[Coordinate labeling data]
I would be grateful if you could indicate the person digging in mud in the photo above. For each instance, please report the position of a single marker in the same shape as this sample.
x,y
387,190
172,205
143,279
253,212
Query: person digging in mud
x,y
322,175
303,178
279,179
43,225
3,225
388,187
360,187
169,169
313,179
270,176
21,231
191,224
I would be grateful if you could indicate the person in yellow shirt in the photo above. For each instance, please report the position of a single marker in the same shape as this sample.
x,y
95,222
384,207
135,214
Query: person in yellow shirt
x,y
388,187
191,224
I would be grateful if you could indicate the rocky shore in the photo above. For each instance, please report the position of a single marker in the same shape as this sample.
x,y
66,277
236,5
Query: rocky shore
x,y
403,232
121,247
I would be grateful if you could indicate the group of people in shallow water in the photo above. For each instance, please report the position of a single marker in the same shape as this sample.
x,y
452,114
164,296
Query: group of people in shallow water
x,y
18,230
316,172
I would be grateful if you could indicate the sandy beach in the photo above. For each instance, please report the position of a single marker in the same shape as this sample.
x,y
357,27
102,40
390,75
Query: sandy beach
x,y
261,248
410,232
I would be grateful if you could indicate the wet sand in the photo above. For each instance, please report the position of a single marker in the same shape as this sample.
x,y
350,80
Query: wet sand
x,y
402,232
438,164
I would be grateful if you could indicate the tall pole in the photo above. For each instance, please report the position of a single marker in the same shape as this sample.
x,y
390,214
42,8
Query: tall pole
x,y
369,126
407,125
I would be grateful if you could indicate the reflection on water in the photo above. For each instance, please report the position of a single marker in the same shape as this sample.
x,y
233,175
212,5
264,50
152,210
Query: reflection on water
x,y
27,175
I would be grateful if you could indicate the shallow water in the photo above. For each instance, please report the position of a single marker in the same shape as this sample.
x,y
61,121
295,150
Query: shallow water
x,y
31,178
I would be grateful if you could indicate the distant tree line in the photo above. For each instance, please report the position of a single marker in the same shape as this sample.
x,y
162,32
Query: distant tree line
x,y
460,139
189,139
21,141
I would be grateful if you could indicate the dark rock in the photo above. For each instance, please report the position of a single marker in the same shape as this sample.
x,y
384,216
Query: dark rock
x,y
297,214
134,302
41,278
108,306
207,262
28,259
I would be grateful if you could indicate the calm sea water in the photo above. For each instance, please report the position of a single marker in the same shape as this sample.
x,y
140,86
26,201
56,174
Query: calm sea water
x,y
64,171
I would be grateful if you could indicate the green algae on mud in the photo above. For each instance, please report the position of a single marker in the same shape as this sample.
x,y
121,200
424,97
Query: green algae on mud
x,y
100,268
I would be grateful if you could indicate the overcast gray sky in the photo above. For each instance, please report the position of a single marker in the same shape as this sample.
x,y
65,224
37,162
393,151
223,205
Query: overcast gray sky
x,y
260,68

WRITTEN TASK:
Recast the records as a JSON list of strings, one string per line, starting with the line that contains "I would be grateful if you could indicate the green" and continuing through the end of the records; leave out any blank lines.

RESPONSE FOR THIS EXERCISE:
[
  "I would be grateful if you could indicate the green algae on mud in the photo above. For each instance, please report the position of a single marker in the same shape as this sample.",
  "x,y",
  "121,200",
  "424,97",
  "Query: green algae on mud",
  "x,y",
  "100,268",
  "I would be grateful if you could indicate the overcast gray sky in the photo above. For each instance, please report the position of a single marker in the same shape as this sample.",
  "x,y",
  "65,224",
  "37,162",
  "393,151",
  "223,205",
  "Query: overcast gray sky",
  "x,y",
  "260,68"
]